## Exercise description
Each entry, from beginning to end, is to be transcribed verbatim.

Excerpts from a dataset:
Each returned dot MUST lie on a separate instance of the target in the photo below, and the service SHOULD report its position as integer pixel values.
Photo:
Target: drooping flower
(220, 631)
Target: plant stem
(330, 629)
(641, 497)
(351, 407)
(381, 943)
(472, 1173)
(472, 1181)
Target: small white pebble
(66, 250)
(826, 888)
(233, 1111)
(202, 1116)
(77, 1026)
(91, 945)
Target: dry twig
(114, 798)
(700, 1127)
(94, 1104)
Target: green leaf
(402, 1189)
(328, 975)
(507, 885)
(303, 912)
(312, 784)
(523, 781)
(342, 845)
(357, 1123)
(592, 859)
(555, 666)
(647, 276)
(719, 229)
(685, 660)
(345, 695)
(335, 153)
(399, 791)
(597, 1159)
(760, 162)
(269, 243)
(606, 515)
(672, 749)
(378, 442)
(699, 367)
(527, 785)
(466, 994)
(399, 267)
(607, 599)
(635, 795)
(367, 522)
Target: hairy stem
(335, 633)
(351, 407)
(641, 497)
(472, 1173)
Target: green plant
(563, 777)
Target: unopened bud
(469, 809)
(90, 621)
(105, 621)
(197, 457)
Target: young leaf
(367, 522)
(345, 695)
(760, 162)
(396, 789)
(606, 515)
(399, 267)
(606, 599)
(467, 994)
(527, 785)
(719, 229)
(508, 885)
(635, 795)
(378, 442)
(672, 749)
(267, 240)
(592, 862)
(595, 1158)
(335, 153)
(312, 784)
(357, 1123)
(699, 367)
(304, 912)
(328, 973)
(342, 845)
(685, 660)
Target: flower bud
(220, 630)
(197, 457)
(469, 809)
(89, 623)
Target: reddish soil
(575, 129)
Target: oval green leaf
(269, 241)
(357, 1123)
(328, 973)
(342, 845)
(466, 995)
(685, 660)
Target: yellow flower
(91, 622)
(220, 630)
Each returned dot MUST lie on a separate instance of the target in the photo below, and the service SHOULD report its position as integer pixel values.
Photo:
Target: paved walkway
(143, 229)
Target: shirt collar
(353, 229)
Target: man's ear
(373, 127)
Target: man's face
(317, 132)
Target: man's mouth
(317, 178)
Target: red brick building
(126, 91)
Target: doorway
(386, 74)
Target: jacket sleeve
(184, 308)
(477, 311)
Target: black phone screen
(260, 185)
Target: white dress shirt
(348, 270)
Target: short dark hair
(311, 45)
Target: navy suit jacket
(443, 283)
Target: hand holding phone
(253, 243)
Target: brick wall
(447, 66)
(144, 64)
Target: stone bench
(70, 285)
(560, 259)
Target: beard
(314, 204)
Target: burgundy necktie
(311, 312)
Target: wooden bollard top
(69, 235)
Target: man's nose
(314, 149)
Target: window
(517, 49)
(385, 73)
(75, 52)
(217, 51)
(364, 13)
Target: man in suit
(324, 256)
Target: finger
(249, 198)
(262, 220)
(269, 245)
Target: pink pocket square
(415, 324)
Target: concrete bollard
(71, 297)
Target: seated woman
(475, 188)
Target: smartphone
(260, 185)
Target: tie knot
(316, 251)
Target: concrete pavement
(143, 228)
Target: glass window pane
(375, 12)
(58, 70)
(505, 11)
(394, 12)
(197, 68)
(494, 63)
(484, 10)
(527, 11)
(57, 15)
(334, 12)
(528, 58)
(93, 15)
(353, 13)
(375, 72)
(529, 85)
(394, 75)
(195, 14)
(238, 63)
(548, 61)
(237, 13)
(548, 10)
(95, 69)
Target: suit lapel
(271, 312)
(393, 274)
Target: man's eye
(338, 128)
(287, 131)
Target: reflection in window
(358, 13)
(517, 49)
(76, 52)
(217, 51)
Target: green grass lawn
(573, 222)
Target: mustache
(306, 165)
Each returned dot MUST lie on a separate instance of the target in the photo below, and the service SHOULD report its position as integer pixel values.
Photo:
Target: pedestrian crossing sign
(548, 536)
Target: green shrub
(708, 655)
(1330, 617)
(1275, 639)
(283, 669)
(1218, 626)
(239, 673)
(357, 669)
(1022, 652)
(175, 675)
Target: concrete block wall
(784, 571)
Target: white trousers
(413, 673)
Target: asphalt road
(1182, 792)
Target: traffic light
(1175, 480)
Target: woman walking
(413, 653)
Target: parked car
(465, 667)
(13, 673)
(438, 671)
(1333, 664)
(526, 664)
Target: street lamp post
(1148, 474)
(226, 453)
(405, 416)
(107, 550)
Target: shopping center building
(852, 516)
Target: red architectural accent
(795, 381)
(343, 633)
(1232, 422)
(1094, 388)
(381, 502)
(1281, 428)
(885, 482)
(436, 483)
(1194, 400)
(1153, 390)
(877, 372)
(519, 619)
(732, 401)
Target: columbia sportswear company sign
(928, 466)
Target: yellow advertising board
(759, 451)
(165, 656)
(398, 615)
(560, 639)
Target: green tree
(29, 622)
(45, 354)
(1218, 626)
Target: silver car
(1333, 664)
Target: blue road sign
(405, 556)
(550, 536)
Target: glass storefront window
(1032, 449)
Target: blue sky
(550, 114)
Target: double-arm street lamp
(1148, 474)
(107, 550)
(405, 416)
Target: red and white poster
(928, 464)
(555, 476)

## Exercise output
Each returned dot MUST lie on a separate instance of the target in the photo below, and the service SHOULD report its position as integer pixel values.
Photo:
Target: drooping flower
(220, 631)
Target: plant stem
(330, 629)
(641, 497)
(351, 407)
(381, 943)
(472, 1173)
(472, 1181)
Target: small white pebble
(66, 250)
(826, 888)
(233, 1111)
(202, 1116)
(77, 1026)
(91, 945)
Target: dry twig
(114, 798)
(700, 1127)
(94, 1104)
Target: green leaf
(402, 1189)
(328, 975)
(507, 885)
(303, 912)
(312, 784)
(523, 781)
(342, 845)
(357, 1123)
(592, 859)
(555, 666)
(647, 276)
(719, 229)
(685, 660)
(345, 695)
(335, 153)
(399, 791)
(597, 1159)
(760, 162)
(269, 243)
(606, 515)
(672, 749)
(378, 442)
(699, 367)
(527, 785)
(466, 994)
(399, 267)
(607, 599)
(635, 795)
(367, 522)
Target: hairy stem
(335, 633)
(351, 407)
(641, 497)
(472, 1173)
Target: green plant
(563, 777)
Target: unopened bud
(469, 809)
(90, 621)
(105, 621)
(197, 457)
Target: young leaf
(367, 522)
(345, 695)
(760, 162)
(396, 789)
(606, 515)
(399, 267)
(606, 599)
(467, 994)
(527, 785)
(719, 229)
(508, 885)
(635, 795)
(378, 442)
(672, 749)
(267, 240)
(592, 862)
(595, 1158)
(335, 153)
(312, 784)
(357, 1123)
(699, 367)
(304, 912)
(328, 973)
(342, 845)
(685, 660)
Target: flower bud
(220, 630)
(197, 457)
(469, 809)
(89, 623)
Target: reddish soil
(575, 129)
Target: oval green leaf
(269, 241)
(357, 1123)
(328, 973)
(342, 845)
(466, 995)
(685, 660)
Target: yellow flower
(91, 622)
(220, 630)
Each returned dot MUST lie on a separate instance of the target in the photo below, and the service SHOULD report its position as integer pixel values.
Photo:
Target: paved walkway
(143, 229)
Target: shirt collar
(353, 229)
Target: man's ear
(373, 127)
Target: man's face
(317, 132)
Target: man's mouth
(317, 178)
Target: red brick building
(126, 91)
Target: doorway
(386, 74)
Target: jacket sleeve
(184, 308)
(477, 311)
Target: black phone screen
(260, 185)
Target: white dress shirt
(348, 270)
Target: short dark hair
(311, 45)
Target: navy suit jacket
(443, 283)
Target: hand holding phone
(253, 243)
Target: brick wall
(447, 66)
(144, 64)
Target: stone bench
(70, 285)
(560, 259)
Target: beard
(314, 204)
Target: burgundy necktie
(311, 312)
Target: wooden bollard top
(69, 235)
Target: man's nose
(314, 149)
Target: window
(517, 49)
(385, 73)
(75, 52)
(217, 51)
(364, 13)
Target: man in suit
(324, 256)
Target: finger
(249, 198)
(262, 220)
(269, 245)
Target: pink pocket square
(415, 324)
Target: concrete bollard
(71, 297)
Target: seated woman
(475, 188)
Target: smartphone
(260, 185)
Target: tie knot
(316, 251)
Target: concrete pavement
(143, 228)
Target: glass window pane
(375, 12)
(58, 70)
(505, 11)
(394, 12)
(197, 68)
(494, 63)
(484, 10)
(527, 11)
(57, 15)
(334, 12)
(528, 58)
(93, 15)
(353, 13)
(375, 72)
(529, 85)
(394, 75)
(195, 14)
(238, 63)
(548, 61)
(237, 13)
(548, 10)
(95, 69)
Target: suit lapel
(271, 312)
(393, 274)
Target: man's eye
(338, 128)
(287, 131)
Target: reflection in window
(358, 13)
(517, 49)
(76, 52)
(217, 51)
Target: green grass lawn
(573, 222)
Target: mustache
(306, 165)
Each returned dot MUST lie on a separate instance of the target in the photo below, and the service SHOULD report its position as integer pixel values.
Photo:
Target: pedestrian crossing sign
(548, 536)
Target: green shrub
(708, 655)
(1330, 617)
(1275, 639)
(283, 669)
(1218, 626)
(239, 673)
(357, 669)
(1022, 652)
(175, 675)
Target: concrete block wall
(784, 571)
Target: white trousers
(413, 673)
Target: asphalt road
(1182, 792)
Target: traffic light
(1175, 480)
Target: woman walking
(413, 653)
Target: parked car
(465, 667)
(13, 673)
(438, 671)
(1333, 664)
(526, 664)
Target: street lamp post
(1148, 474)
(226, 453)
(405, 416)
(107, 550)
Target: shopping center building
(852, 516)
Target: red architectural accent
(795, 381)
(343, 633)
(1232, 422)
(1094, 388)
(381, 502)
(1281, 428)
(885, 482)
(436, 483)
(1194, 400)
(1153, 390)
(877, 372)
(519, 619)
(732, 401)
Target: columbia sportswear company sign
(928, 466)
Target: yellow advertising board
(759, 451)
(165, 656)
(398, 615)
(560, 639)
Target: green tree
(29, 622)
(45, 354)
(1218, 626)
Target: silver car
(1333, 664)
Target: blue road sign
(405, 556)
(550, 536)
Target: glass storefront window
(1032, 449)
Target: blue sky
(550, 114)
Target: double-arm street lamp
(1148, 474)
(107, 550)
(405, 416)
Target: red and white poster
(928, 464)
(555, 476)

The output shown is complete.